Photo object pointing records
==========
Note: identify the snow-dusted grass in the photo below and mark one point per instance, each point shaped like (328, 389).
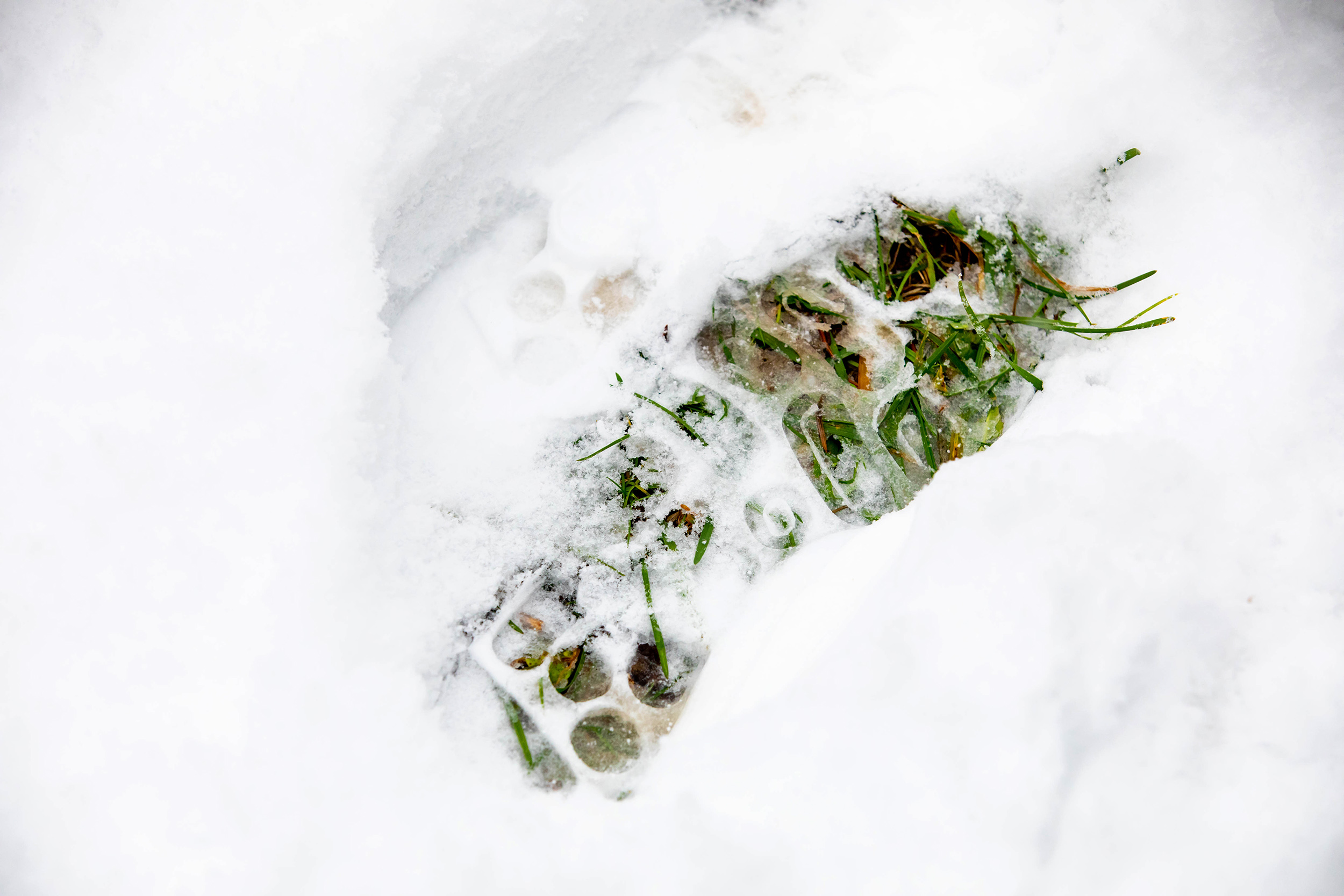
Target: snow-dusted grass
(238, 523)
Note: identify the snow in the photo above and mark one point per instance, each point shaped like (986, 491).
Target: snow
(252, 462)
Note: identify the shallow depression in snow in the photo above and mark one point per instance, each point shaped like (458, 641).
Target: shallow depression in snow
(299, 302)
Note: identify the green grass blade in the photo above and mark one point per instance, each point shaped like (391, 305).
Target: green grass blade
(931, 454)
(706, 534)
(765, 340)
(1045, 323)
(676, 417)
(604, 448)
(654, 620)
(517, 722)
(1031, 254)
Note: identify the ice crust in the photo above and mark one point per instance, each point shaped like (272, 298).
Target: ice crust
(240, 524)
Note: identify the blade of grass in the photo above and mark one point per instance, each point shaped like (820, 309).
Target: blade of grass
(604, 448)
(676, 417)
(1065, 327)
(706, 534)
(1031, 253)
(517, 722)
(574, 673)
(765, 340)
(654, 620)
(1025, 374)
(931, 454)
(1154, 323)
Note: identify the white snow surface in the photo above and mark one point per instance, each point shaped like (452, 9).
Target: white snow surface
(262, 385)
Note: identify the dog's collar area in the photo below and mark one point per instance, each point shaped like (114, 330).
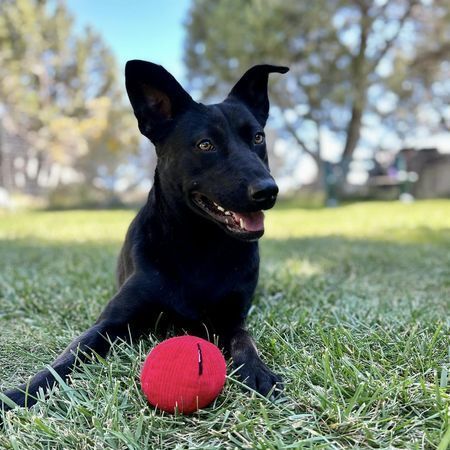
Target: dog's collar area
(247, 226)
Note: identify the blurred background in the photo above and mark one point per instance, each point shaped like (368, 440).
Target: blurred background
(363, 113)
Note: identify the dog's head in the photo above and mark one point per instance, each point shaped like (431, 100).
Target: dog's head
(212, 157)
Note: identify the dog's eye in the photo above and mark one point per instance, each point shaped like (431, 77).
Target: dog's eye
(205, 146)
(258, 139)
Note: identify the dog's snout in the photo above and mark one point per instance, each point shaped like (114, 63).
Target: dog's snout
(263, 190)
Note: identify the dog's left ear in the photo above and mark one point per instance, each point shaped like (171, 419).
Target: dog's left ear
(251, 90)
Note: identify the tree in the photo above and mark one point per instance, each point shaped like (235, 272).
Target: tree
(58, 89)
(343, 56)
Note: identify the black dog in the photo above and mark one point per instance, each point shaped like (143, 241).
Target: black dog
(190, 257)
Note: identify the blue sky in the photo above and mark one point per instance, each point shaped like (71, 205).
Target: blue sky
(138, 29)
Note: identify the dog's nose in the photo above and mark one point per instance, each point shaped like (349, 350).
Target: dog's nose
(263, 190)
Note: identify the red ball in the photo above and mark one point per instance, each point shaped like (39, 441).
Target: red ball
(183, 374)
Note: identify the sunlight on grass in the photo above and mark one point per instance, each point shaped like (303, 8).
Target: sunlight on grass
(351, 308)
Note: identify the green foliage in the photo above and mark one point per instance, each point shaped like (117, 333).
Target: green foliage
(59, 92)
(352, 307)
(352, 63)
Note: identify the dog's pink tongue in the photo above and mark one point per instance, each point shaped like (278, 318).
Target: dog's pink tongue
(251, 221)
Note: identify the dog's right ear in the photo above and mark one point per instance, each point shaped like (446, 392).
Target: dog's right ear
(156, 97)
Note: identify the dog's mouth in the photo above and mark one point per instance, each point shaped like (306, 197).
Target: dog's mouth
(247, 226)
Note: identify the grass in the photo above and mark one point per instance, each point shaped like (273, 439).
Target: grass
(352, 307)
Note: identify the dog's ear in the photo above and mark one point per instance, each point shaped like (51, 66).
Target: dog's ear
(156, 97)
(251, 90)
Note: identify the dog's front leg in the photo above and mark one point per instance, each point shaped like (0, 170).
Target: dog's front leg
==========
Copy every line of the records above word for word, omitting the pictures.

• SOLUTION TO THE PROBLEM:
Note: identify the snow-dusted grass in the photo below and mark one point per instance, each point shaped like (328, 389).
Target: snow-dusted grass
(238, 523)
Note: identify the snow in the photo above and mark one point per instance, each point shaped like (986, 491).
Target: snow
(252, 462)
Note: identify the shallow depression in snow in the photo above and mark one point per instance, each point shaped like (458, 641).
Target: shallow depression in snow
(299, 302)
Note: identify the green grass blade in the photo above and mark one point per instance, each point shaped like (391, 305).
Target: green grass blade
(931, 454)
(706, 534)
(765, 340)
(1045, 323)
(676, 417)
(604, 448)
(654, 620)
(517, 722)
(1031, 254)
Note: identify the ice crust in the photo above and mark one point per instance, each point shaped like (272, 298).
Target: ice crust
(240, 524)
Note: identify the blade of grass in the photo above and mark one point per instance, each point shaped like (820, 309).
Target: blade of grass
(604, 448)
(676, 417)
(1065, 327)
(706, 534)
(1031, 253)
(517, 722)
(574, 673)
(765, 340)
(654, 620)
(1025, 374)
(931, 454)
(1154, 323)
Note: identify the white snow surface in the photo above and mark one point per instance, each point shaped like (452, 9).
Target: white snow surface
(262, 385)
Note: identify the dog's collar area in the photo below and mark one point per instance, each point shaped like (114, 330).
Target: dog's collar area
(247, 226)
Note: identify the blurred background in the photo above and mark one point per instance, each point shaped like (368, 440).
Target: blurred background
(363, 113)
Note: identify the dog's head in the photo above and mark one point per instance, each point shaped like (431, 100).
Target: dog's head
(212, 157)
Note: identify the dog's eye in the photo above and mark one point per instance, each point shaped like (431, 77).
Target: dog's eye
(205, 146)
(258, 139)
Note: identify the dog's snout in the photo above and mark one point per instance, each point shaped like (114, 63).
Target: dog's snout
(263, 190)
Note: identify the dog's left ear in the photo above and mark one point per instance, each point shaped like (171, 419).
Target: dog's left ear
(251, 90)
Note: identify the tree in the photo above and mark one point per instance, each point shaped like (235, 272).
Target: tree
(58, 89)
(343, 56)
Note: identify the black dog in the photo above and mark one point per instance, each point shaped like (143, 241).
Target: black dog
(190, 257)
Note: identify the blue sky in the photo above and mark one point per instance, each point shaped like (71, 205).
Target: blue sky
(138, 29)
Note: identify the dog's nose in the photo above and mark one point per instance, each point shaped like (349, 350).
Target: dog's nose
(263, 190)
Note: identify the red ball in the photo above and mark one point per instance, each point shaped like (39, 441).
Target: red ball
(183, 374)
Note: identify the sunlight on grass in the photo above and mark one point per instance, each point shaped like (303, 8).
Target: sunlight on grass
(351, 308)
Note: identify the green foliage in the photo above and mark one point per instance, each point shaped like (117, 333).
Target: green foliage
(59, 92)
(352, 307)
(352, 63)
Note: identify the dog's pink tongue in the photo above and mark one point per instance, each point shaped like (278, 318).
Target: dog's pink tongue
(251, 221)
Note: identify the dog's right ear in the photo above and mark one point per instance, each point shaped like (446, 392).
Target: dog's right ear
(156, 97)
Note: identify the dog's mouth in the photo above and mark one point per instance, each point shaped like (306, 197).
Target: dog's mouth
(247, 226)
Note: identify the grass in the photo above and mark one point per instance, each point shaped like (273, 439).
Target: grass
(352, 307)
Note: identify the dog's ear in the photo above and mark one point per instance, each point shaped like (51, 66).
Target: dog's ear
(156, 97)
(251, 90)
Note: identify the dog's front leg in the photo above and mark one point per instance, each point shaped like (0, 170).
Target: dog's front leg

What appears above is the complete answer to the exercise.